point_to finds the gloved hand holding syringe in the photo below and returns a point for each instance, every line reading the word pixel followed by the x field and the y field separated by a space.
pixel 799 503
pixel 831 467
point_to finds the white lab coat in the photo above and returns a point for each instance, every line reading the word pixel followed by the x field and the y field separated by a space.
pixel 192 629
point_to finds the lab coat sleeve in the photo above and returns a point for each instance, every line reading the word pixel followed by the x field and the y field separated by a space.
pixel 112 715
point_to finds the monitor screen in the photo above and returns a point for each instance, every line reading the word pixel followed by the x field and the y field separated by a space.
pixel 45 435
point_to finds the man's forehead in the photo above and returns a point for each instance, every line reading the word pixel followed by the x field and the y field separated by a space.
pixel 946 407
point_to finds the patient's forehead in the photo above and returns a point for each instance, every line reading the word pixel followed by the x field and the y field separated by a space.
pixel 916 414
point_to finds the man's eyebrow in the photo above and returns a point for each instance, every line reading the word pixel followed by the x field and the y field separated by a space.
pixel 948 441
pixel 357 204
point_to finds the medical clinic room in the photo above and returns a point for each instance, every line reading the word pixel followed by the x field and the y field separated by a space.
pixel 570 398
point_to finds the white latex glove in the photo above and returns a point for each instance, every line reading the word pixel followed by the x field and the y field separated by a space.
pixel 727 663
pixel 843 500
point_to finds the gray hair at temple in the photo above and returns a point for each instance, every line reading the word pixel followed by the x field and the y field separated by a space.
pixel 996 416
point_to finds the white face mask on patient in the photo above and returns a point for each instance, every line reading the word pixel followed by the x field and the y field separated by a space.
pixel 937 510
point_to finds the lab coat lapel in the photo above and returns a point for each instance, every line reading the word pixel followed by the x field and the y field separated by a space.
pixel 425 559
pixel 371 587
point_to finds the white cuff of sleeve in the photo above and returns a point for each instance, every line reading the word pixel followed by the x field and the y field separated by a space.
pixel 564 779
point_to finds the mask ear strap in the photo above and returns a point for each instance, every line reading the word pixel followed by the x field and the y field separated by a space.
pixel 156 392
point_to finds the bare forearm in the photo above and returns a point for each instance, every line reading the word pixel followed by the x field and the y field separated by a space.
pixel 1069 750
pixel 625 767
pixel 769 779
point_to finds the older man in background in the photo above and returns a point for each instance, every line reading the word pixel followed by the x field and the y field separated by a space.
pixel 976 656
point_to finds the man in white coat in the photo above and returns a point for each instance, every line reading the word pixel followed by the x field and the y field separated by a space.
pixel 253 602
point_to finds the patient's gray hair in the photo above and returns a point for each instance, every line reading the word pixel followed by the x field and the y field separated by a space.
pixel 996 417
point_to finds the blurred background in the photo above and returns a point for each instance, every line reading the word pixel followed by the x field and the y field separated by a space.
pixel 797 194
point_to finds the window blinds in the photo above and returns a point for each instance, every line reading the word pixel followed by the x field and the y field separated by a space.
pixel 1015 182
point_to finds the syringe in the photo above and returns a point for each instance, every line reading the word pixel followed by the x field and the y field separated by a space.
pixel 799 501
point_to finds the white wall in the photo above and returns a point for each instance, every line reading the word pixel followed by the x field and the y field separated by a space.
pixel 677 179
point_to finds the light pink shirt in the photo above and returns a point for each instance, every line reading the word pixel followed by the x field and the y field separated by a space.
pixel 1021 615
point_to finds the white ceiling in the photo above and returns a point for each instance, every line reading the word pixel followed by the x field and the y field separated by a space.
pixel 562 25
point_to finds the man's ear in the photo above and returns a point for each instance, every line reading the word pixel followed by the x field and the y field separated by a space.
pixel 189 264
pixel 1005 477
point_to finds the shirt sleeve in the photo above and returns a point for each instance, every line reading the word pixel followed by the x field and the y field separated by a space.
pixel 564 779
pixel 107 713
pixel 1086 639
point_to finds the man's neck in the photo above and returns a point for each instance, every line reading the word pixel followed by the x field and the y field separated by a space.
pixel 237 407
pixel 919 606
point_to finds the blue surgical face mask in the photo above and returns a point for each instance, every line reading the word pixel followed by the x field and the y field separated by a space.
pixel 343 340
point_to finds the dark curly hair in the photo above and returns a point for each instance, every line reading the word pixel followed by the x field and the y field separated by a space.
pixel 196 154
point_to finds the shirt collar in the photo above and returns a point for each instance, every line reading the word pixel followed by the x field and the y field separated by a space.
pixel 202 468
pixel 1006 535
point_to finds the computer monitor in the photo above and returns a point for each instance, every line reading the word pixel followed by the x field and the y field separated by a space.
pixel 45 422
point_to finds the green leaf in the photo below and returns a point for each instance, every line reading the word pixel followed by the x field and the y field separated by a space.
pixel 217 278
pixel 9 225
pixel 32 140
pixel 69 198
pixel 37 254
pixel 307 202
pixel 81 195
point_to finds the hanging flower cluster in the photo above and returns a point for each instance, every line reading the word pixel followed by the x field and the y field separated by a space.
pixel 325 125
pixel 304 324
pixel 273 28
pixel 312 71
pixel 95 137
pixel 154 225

### Task description
Reproduce every one of the records above verbatim, line by line, with nothing altered or omitted.

### Full response
point_to finds the gloved hand holding syringe in the photo below and returns a point for each instance, every line reading the word pixel followed by the x field and the y field separated by a space.
pixel 799 503
pixel 831 467
point_to finds the white lab coat in the photo above and returns a point for each instance, every line reading the word pixel followed by the x field and the y field separated by a space.
pixel 192 629
point_to finds the lab coat sleeve in the photo above and returns a point for each instance, every line reading the word pixel followed by the x field and the y field separated by a space.
pixel 112 715
point_to finds the monitor screen in the photo above and returns a point for each instance, every line reading the word pixel followed by the x field and the y field separated by a space.
pixel 45 435
point_to finds the man's forehead in the photo above and returns a point for each instance, every line reading the word pixel followed by the x field and the y field separated by a space.
pixel 946 407
point_to finds the patient's forehead in the photo above and returns a point for each instance, every line reading the word pixel followed by the x field and the y field separated by a space.
pixel 916 414
point_to finds the man's eyebrow in the photo above and returns a point for each instance, every line reading the word pixel followed by the x field and the y field separated by a space.
pixel 948 441
pixel 357 204
point_to finds the medical clinic room in the photo above and returns a point for each instance, every line reading the word pixel followed by the x field and the y field separated by a space.
pixel 570 398
point_to finds the white latex glove in the photo above and returns a point for each instance, every line reading the word pixel followed by the x field and the y field separated by a space.
pixel 727 663
pixel 843 500
point_to finds the gray hair at temple in the photo above and returns a point for each instance, every line reading the word pixel followed by the x field and the y field separated by a space.
pixel 996 416
point_to finds the white face mask on patient in the photo above and returns a point for each instance, every line reading the word pixel followed by the x field and the y field separated by a space.
pixel 937 510
point_to finds the lab coat lapel in the photo above and returns a point for each instance, every line reading the word pixel followed by the x field and the y field separated by a space.
pixel 425 559
pixel 371 587
point_to finds the white cuff of sleeve in the photo above and returns a point for each instance, every line reading the word pixel followed by the x field and the y field separated by a space.
pixel 564 779
point_to finds the mask ear strap in the photo above and returns a point for each instance, every line reading the word pixel followed by the x field and the y field separated by a space.
pixel 156 392
point_to finds the bare forearm in the photo above and returns a point for each instance, every line reading the word pixel followed by the x field and the y field separated by a space.
pixel 1069 750
pixel 625 767
pixel 769 779
point_to finds the older man in background in the photo above and returns a point for each instance, every line reading the word pixel followed by the x field and the y field separated by a space.
pixel 976 656
point_to finds the man in white coat in the photo above and returns a point for each instance, every line reading the word pixel followed by the x field and the y field separated by a space.
pixel 253 602
point_to finds the patient's gray hair in the photo above and returns a point for each instance, every line reading the word pixel followed by the x field and the y field separated by a space.
pixel 996 417
point_to finds the blurred background in the photo above and returns a point for each instance, every line reading the word pixel followed by the x field and the y field separated by a space.
pixel 797 194
point_to finds the window blinds in the photo above and returns a point for each instance, every line reading the word pixel followed by the x field and the y field separated by a space.
pixel 1015 182
point_to finds the syringe in the photo above and returns a point for each instance, every line reading the word pixel followed by the x field and the y field separated by a space.
pixel 799 501
point_to finds the white wall in the photo above and returns a point for each instance, every line reading the word pixel followed by the x field and the y field separated by a space.
pixel 677 179
point_to finds the light pink shirt in the photo above and returns a point for each instance, every line reading the word pixel followed by the x field and the y field separated by a space.
pixel 1021 615
point_to finds the white ceiling in the photo above and returns a point for each instance, every line reading the word pixel followed by the x field and the y field separated by a space.
pixel 562 25
point_to finds the man's ear in the photo above and returns a point for each instance, every line reading the word pixel followed by the x field and the y field separated by a space.
pixel 189 264
pixel 1005 477
point_to finds the shirt sleeve in the photo above and returns a point for each instance, every line reading the word pixel followed by the x field and the y field separated by a space.
pixel 564 779
pixel 107 713
pixel 1086 639
point_to finds the man's neck in the photo above and returns a point for each instance, every line reading the word pixel followed by the x field and the y field separated by a space.
pixel 237 407
pixel 919 606
point_to finds the blue surgical face mask in the photo above and returns a point for each instance, every line reading the word pixel followed by the x field and the y field separated by a space.
pixel 343 340
point_to finds the dark curly hair in the photo above and returns a point for each instance, every line reading the word pixel followed by the x field and the y field separated by a space.
pixel 196 154
point_to finds the shirt collar in the photo above and returns a point for each instance, every line reading the word pixel followed by the x field and the y field separated by a space.
pixel 202 468
pixel 1006 535
point_to finds the computer monitor in the photo above and returns a point for each instance, every line reading the word pixel followed by the x field and the y field separated by a space.
pixel 45 422
point_to finds the green leaf in the photo below and returns a point for each instance, every line reading the word pixel followed by the x field and the y field separated by a space.
pixel 217 278
pixel 9 225
pixel 32 140
pixel 69 198
pixel 37 254
pixel 307 202
pixel 81 195
point_to finds the hanging flower cluster in the photo above and returns a point for each instance, every line reading the word pixel followed by the x field and the y field separated by a space.
pixel 325 125
pixel 304 324
pixel 273 28
pixel 312 71
pixel 95 137
pixel 154 225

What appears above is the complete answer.